Exercise details ▸ From the data below, return the exact lines starting at the line containing "Each instance receives one keypoint. Mark the graffiti on" and ending at the line containing "Each instance receives one keypoint. Mark the bare", both included, and nothing else.

*** Records for the task

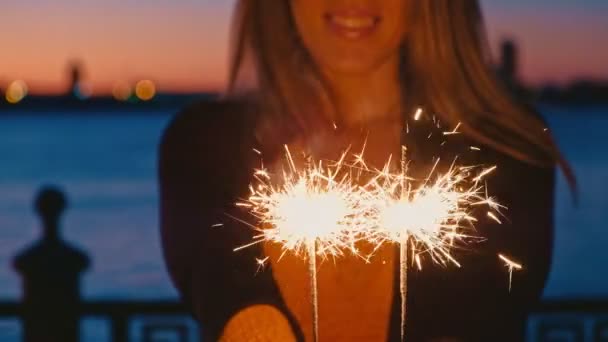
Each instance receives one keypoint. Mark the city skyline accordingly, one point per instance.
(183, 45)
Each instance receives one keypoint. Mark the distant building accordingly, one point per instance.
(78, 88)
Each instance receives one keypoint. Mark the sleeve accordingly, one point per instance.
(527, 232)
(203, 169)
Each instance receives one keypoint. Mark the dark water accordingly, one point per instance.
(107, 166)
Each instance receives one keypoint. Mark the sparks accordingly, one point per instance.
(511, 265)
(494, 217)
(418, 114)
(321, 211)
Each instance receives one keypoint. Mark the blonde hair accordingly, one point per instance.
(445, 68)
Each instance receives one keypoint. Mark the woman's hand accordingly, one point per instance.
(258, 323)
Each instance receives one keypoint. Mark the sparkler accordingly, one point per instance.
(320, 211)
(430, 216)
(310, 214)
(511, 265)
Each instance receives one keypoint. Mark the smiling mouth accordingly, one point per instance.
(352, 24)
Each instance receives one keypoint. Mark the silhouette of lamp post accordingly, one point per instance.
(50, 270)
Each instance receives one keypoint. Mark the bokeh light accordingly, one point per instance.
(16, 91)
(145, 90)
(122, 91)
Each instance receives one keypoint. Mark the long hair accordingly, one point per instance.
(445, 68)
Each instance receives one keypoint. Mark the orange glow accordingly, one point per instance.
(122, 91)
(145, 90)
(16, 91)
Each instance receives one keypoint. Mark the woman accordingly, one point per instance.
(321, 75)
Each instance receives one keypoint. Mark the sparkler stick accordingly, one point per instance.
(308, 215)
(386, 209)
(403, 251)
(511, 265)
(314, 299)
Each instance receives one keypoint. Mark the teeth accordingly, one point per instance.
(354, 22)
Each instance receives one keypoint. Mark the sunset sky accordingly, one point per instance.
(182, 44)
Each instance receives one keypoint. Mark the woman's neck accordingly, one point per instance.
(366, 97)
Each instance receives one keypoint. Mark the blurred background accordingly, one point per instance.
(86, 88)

******
*** Records for the task

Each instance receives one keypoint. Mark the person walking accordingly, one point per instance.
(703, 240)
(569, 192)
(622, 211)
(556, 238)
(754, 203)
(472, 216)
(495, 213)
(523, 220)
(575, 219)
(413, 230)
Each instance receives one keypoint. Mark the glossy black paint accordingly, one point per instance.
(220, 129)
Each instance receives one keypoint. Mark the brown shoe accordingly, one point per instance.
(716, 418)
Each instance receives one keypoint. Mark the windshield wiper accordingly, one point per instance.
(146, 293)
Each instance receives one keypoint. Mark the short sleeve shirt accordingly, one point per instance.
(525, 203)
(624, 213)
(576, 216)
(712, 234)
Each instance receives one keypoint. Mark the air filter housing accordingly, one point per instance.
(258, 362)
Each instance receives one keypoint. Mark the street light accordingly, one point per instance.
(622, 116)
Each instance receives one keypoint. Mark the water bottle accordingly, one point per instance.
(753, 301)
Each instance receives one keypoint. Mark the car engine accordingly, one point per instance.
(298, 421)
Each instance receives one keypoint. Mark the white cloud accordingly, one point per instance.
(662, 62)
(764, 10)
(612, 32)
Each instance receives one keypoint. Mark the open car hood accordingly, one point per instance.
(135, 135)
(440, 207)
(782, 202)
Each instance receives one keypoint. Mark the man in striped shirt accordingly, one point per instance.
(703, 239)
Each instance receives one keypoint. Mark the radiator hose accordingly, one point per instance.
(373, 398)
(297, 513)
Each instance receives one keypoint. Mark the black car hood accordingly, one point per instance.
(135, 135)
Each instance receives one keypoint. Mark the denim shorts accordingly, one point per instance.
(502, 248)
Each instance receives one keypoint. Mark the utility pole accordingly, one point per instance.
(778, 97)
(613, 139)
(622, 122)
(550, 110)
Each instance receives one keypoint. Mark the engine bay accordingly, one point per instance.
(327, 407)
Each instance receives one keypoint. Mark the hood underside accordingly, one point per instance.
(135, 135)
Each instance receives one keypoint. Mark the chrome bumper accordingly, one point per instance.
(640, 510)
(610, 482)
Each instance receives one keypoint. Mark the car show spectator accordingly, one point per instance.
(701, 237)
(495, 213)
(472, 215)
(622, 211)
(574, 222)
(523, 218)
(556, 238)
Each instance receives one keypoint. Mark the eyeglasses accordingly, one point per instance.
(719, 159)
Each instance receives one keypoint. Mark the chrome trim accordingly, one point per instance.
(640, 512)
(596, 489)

******
*** Records for the task

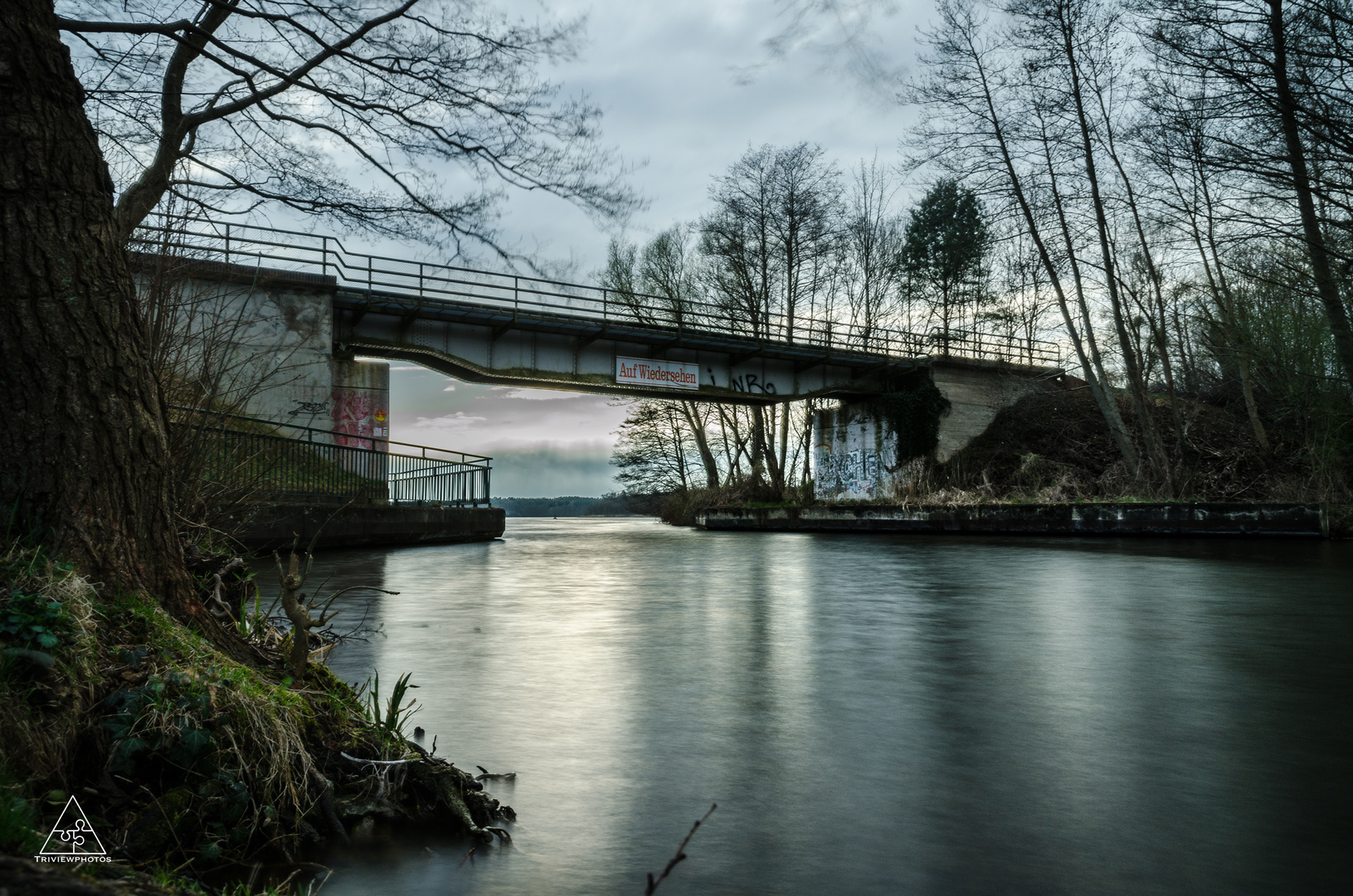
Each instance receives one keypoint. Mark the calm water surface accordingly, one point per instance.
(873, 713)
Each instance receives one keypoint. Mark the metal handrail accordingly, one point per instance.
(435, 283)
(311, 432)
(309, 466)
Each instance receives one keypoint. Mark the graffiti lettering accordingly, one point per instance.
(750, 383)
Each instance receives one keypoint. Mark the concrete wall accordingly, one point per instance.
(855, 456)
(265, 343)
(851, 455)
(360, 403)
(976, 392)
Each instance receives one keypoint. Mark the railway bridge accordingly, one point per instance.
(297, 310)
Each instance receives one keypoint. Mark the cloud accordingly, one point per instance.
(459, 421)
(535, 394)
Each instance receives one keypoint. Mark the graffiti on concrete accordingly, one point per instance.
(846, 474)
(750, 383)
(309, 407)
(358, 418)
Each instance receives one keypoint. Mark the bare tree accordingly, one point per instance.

******

Output of the task ▸
Each instance receives one keypoint. Mark the graffiti on concrete accordingly, one point per instance.
(846, 474)
(750, 383)
(309, 407)
(358, 418)
Each instance receives one keypoint. Mark the bare tree accordingly, one point per instance.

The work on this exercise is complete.